What you need to do:
1 > In the page on using local models via API, what is the preferred integration point when developing against BullSequana AI?
2 > Please list every named platform, component, or interface mentioned in the page on using local models via API.

Passage shown:
Use Local Models via API
How developers should connect to BullSequana AI models from local tools and applications
When developing against BullSequana AI, the preferred integration point is the CoreAI API.
Do not integrate directly with LiteLLM for application development. LiteLLM is an internal platform component and may change over time. The CoreAI API is the stable interface that BullSequana AI exposes to developers.
Recommended Background
This page is primarily for application developers and AI engineers integrating external tools or custom applications with the platform.

Dataset entries:

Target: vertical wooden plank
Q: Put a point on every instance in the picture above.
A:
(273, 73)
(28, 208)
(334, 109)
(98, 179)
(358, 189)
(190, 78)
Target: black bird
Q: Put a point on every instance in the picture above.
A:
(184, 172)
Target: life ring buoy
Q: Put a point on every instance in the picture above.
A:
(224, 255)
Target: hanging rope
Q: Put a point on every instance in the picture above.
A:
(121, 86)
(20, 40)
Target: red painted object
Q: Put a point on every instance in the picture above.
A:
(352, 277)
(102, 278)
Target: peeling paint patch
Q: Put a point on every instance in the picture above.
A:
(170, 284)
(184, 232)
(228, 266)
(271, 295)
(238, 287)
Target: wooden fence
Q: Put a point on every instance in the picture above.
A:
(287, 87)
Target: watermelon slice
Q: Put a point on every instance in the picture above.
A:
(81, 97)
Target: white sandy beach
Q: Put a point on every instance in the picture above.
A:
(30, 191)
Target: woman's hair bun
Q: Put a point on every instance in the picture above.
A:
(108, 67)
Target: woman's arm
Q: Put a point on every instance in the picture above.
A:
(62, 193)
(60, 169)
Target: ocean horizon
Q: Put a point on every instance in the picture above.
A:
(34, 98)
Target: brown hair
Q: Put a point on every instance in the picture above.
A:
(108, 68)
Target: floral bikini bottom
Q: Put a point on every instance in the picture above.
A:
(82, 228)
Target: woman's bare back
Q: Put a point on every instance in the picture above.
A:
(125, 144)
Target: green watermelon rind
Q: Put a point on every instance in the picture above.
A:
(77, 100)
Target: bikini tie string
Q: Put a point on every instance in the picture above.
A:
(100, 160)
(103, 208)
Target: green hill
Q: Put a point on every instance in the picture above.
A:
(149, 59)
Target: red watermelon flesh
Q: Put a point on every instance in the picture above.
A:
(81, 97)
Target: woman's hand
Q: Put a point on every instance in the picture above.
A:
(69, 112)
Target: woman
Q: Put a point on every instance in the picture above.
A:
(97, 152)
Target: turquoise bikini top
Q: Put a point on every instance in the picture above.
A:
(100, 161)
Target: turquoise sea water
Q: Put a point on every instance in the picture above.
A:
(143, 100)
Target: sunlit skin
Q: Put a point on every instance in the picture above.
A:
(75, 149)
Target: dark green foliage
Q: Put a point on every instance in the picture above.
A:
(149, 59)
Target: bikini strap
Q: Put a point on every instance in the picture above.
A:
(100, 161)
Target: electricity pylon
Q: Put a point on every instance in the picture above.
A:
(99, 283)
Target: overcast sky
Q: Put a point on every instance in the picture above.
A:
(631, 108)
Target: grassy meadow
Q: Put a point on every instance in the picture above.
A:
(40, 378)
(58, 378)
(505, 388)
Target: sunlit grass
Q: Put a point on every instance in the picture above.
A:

Outputs for the tasks:
1 > The CoreAI API.

2 > BullSequana AI, CoreAI API, LiteLLM